| WRITTEN INSTRUCTION 1 |
Return every line of the listing that contains the word "house".

LCS alleges that OSC intentionally and knowingly misrepresented or deliberately omitted material facts regarding the OSC and AEP sublease, which became part of a settlement agreement, reached after mediation between LCS and OSC. LCS correctly states the elements of actual fraud, to be proved by clear and convincing evidence, as: (1) a false misrepresentation, (2) of a material fact, (3) made intentionally and knowingly, (4) with intent to mislead, (5) reliance by the party misled, and (6) resulting damage to the party misled. Evaluation Research Corp. v. Alequin, 247 Va. 143, 148, 439 S.E.2d 387, 390 (1994).

A. Reliance

Reliance is a key element in actual fraud cases because it is a “principal of law that one who seeks to hold another in fraud must clearly show that he has relied upon the facts and statements of the other.” Harris v. Dunham, 203 Va. 760, 767, 127 S.E.2d 65, 70 (1962) (citing Costello v. Larsen, 182 Va. 567, 571, 29 S.E.2d 856, 858 (1944)). LCS posits that the jury could find that Mr. Hirtz and LCS relied on the statements of Mr. Gartley, an OSC representative. LCS maintains that, during the mediation, Mr. Hirtz relied on [294]*294Mr. Gartley’s representations, and “but for Gartley’s misrepresentations, LCS would not have entered into a settlement agreement had LCS been aware of the true facts.” Plaintiffs Post-Trial Brief at 12 (Sept. 3, 2004). In fact, Mr. Hirtz testified that, if someone had told him that the operative lease was the June 8, 2000, tower space license agreement, he would “probably have stopped the mediation . . . [because he] knew that one had termination language in it.” Tr. I, p. 149. Mr. Hirtz wanted a guaranteed revenue stream that could not be terminated before the lease expired.

| WRITTEN INSTRUCTION 2 |
According to the fraud and reliance excerpt, why would Mr. Hirtz probably have stopped the mediation if told that the operative lease was the June 8, 2000, tower space license agreement?

| INFORMATION SUPPLIED |
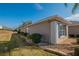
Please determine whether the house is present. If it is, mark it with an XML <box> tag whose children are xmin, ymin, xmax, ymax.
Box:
<box><xmin>26</xmin><ymin>16</ymin><xmax>70</xmax><ymax>44</ymax></box>
<box><xmin>66</xmin><ymin>14</ymin><xmax>79</xmax><ymax>37</ymax></box>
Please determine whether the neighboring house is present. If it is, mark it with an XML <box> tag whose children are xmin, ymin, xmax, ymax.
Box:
<box><xmin>26</xmin><ymin>16</ymin><xmax>70</xmax><ymax>44</ymax></box>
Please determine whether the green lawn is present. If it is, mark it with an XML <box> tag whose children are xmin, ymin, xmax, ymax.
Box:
<box><xmin>0</xmin><ymin>30</ymin><xmax>56</xmax><ymax>56</ymax></box>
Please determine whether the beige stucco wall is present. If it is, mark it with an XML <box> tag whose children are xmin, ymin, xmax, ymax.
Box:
<box><xmin>28</xmin><ymin>22</ymin><xmax>50</xmax><ymax>43</ymax></box>
<box><xmin>69</xmin><ymin>25</ymin><xmax>79</xmax><ymax>35</ymax></box>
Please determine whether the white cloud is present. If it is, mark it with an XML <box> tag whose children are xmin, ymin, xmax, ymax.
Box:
<box><xmin>35</xmin><ymin>3</ymin><xmax>43</xmax><ymax>10</ymax></box>
<box><xmin>65</xmin><ymin>14</ymin><xmax>79</xmax><ymax>21</ymax></box>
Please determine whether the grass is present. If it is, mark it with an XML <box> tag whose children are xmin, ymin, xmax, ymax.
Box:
<box><xmin>0</xmin><ymin>31</ymin><xmax>56</xmax><ymax>56</ymax></box>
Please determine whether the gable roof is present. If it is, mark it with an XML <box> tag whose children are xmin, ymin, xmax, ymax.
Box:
<box><xmin>70</xmin><ymin>21</ymin><xmax>79</xmax><ymax>26</ymax></box>
<box><xmin>29</xmin><ymin>15</ymin><xmax>71</xmax><ymax>26</ymax></box>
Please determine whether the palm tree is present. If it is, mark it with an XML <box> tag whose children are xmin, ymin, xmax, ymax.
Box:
<box><xmin>64</xmin><ymin>3</ymin><xmax>79</xmax><ymax>14</ymax></box>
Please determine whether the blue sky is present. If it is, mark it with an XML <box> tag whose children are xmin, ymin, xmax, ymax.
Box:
<box><xmin>0</xmin><ymin>3</ymin><xmax>72</xmax><ymax>27</ymax></box>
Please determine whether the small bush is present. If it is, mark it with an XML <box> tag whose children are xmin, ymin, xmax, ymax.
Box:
<box><xmin>28</xmin><ymin>33</ymin><xmax>42</xmax><ymax>43</ymax></box>
<box><xmin>77</xmin><ymin>38</ymin><xmax>79</xmax><ymax>44</ymax></box>
<box><xmin>74</xmin><ymin>46</ymin><xmax>79</xmax><ymax>56</ymax></box>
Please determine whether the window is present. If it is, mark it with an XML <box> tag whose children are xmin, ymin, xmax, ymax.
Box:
<box><xmin>58</xmin><ymin>23</ymin><xmax>66</xmax><ymax>37</ymax></box>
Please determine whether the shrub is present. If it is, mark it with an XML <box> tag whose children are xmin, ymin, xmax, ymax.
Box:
<box><xmin>74</xmin><ymin>46</ymin><xmax>79</xmax><ymax>56</ymax></box>
<box><xmin>77</xmin><ymin>38</ymin><xmax>79</xmax><ymax>44</ymax></box>
<box><xmin>28</xmin><ymin>33</ymin><xmax>42</xmax><ymax>43</ymax></box>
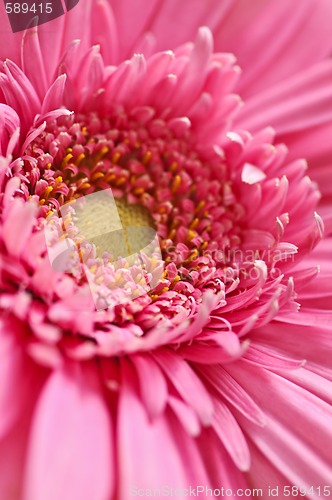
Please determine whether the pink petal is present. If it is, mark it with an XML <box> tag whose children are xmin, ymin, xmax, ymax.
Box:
<box><xmin>24</xmin><ymin>365</ymin><xmax>113</xmax><ymax>500</ymax></box>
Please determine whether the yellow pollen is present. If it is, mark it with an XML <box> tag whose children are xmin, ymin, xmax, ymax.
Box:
<box><xmin>186</xmin><ymin>229</ymin><xmax>196</xmax><ymax>241</ymax></box>
<box><xmin>95</xmin><ymin>146</ymin><xmax>109</xmax><ymax>163</ymax></box>
<box><xmin>195</xmin><ymin>200</ymin><xmax>205</xmax><ymax>214</ymax></box>
<box><xmin>44</xmin><ymin>186</ymin><xmax>53</xmax><ymax>199</ymax></box>
<box><xmin>77</xmin><ymin>182</ymin><xmax>91</xmax><ymax>191</ymax></box>
<box><xmin>115</xmin><ymin>176</ymin><xmax>127</xmax><ymax>186</ymax></box>
<box><xmin>105</xmin><ymin>174</ymin><xmax>116</xmax><ymax>183</ymax></box>
<box><xmin>143</xmin><ymin>151</ymin><xmax>152</xmax><ymax>165</ymax></box>
<box><xmin>91</xmin><ymin>172</ymin><xmax>105</xmax><ymax>181</ymax></box>
<box><xmin>62</xmin><ymin>153</ymin><xmax>73</xmax><ymax>167</ymax></box>
<box><xmin>188</xmin><ymin>248</ymin><xmax>198</xmax><ymax>261</ymax></box>
<box><xmin>76</xmin><ymin>153</ymin><xmax>85</xmax><ymax>166</ymax></box>
<box><xmin>189</xmin><ymin>217</ymin><xmax>199</xmax><ymax>229</ymax></box>
<box><xmin>171</xmin><ymin>175</ymin><xmax>181</xmax><ymax>193</ymax></box>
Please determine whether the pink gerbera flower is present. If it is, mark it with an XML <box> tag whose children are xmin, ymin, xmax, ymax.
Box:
<box><xmin>0</xmin><ymin>0</ymin><xmax>332</xmax><ymax>500</ymax></box>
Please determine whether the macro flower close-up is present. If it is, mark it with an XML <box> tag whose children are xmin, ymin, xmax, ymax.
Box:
<box><xmin>0</xmin><ymin>0</ymin><xmax>332</xmax><ymax>500</ymax></box>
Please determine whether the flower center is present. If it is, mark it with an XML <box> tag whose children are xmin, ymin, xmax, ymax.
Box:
<box><xmin>20</xmin><ymin>108</ymin><xmax>270</xmax><ymax>328</ymax></box>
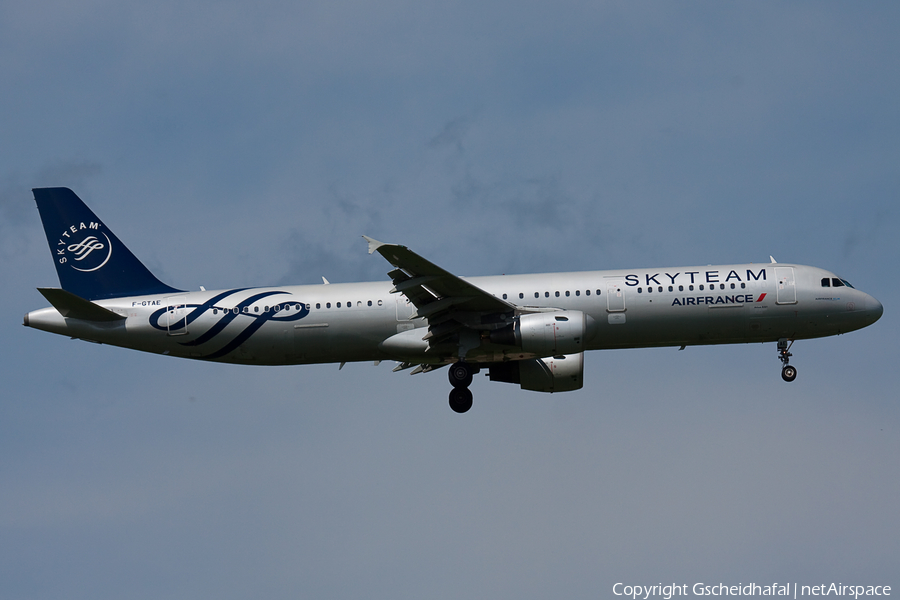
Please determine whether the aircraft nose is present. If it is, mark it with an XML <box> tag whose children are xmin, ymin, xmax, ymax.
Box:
<box><xmin>866</xmin><ymin>296</ymin><xmax>884</xmax><ymax>323</ymax></box>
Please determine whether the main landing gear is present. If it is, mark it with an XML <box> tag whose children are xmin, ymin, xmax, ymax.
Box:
<box><xmin>778</xmin><ymin>338</ymin><xmax>797</xmax><ymax>381</ymax></box>
<box><xmin>448</xmin><ymin>361</ymin><xmax>478</xmax><ymax>413</ymax></box>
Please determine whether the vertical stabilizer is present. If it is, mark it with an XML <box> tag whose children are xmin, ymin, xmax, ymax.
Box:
<box><xmin>32</xmin><ymin>188</ymin><xmax>179</xmax><ymax>300</ymax></box>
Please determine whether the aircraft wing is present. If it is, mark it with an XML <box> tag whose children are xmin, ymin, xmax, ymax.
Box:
<box><xmin>363</xmin><ymin>236</ymin><xmax>516</xmax><ymax>357</ymax></box>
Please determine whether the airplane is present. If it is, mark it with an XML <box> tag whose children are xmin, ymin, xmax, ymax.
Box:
<box><xmin>24</xmin><ymin>187</ymin><xmax>884</xmax><ymax>413</ymax></box>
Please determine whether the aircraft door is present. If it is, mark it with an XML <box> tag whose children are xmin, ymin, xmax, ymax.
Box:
<box><xmin>775</xmin><ymin>267</ymin><xmax>797</xmax><ymax>304</ymax></box>
<box><xmin>166</xmin><ymin>296</ymin><xmax>187</xmax><ymax>335</ymax></box>
<box><xmin>606</xmin><ymin>280</ymin><xmax>625</xmax><ymax>312</ymax></box>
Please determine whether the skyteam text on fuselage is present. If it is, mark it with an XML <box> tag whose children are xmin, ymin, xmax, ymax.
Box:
<box><xmin>25</xmin><ymin>188</ymin><xmax>883</xmax><ymax>412</ymax></box>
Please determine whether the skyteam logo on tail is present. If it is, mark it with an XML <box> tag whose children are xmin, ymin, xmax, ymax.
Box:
<box><xmin>56</xmin><ymin>221</ymin><xmax>112</xmax><ymax>273</ymax></box>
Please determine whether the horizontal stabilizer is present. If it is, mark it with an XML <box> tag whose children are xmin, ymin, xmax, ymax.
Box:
<box><xmin>38</xmin><ymin>288</ymin><xmax>125</xmax><ymax>322</ymax></box>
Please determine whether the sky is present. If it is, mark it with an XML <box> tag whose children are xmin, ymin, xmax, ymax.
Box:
<box><xmin>0</xmin><ymin>0</ymin><xmax>900</xmax><ymax>600</ymax></box>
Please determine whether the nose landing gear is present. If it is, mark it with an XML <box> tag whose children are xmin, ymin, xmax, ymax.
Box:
<box><xmin>778</xmin><ymin>338</ymin><xmax>797</xmax><ymax>381</ymax></box>
<box><xmin>448</xmin><ymin>361</ymin><xmax>478</xmax><ymax>413</ymax></box>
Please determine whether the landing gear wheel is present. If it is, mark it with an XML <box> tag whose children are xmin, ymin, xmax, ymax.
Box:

| EXERCISE OUTPUT 1 |
Please determine whether the house is present. If it is, mark it with an XML <box> tag whose children are xmin, ymin, xmax, ymax.
Please determine whether the neighboring house is present. If it is, mark it with an XML <box> tag whose children are xmin, ymin, xmax, ymax.

| EXERCISE OUTPUT 2 |
He knew that agreement contained termination language. He testified that learning it was the operative lease would probably have led him to stop the mediation.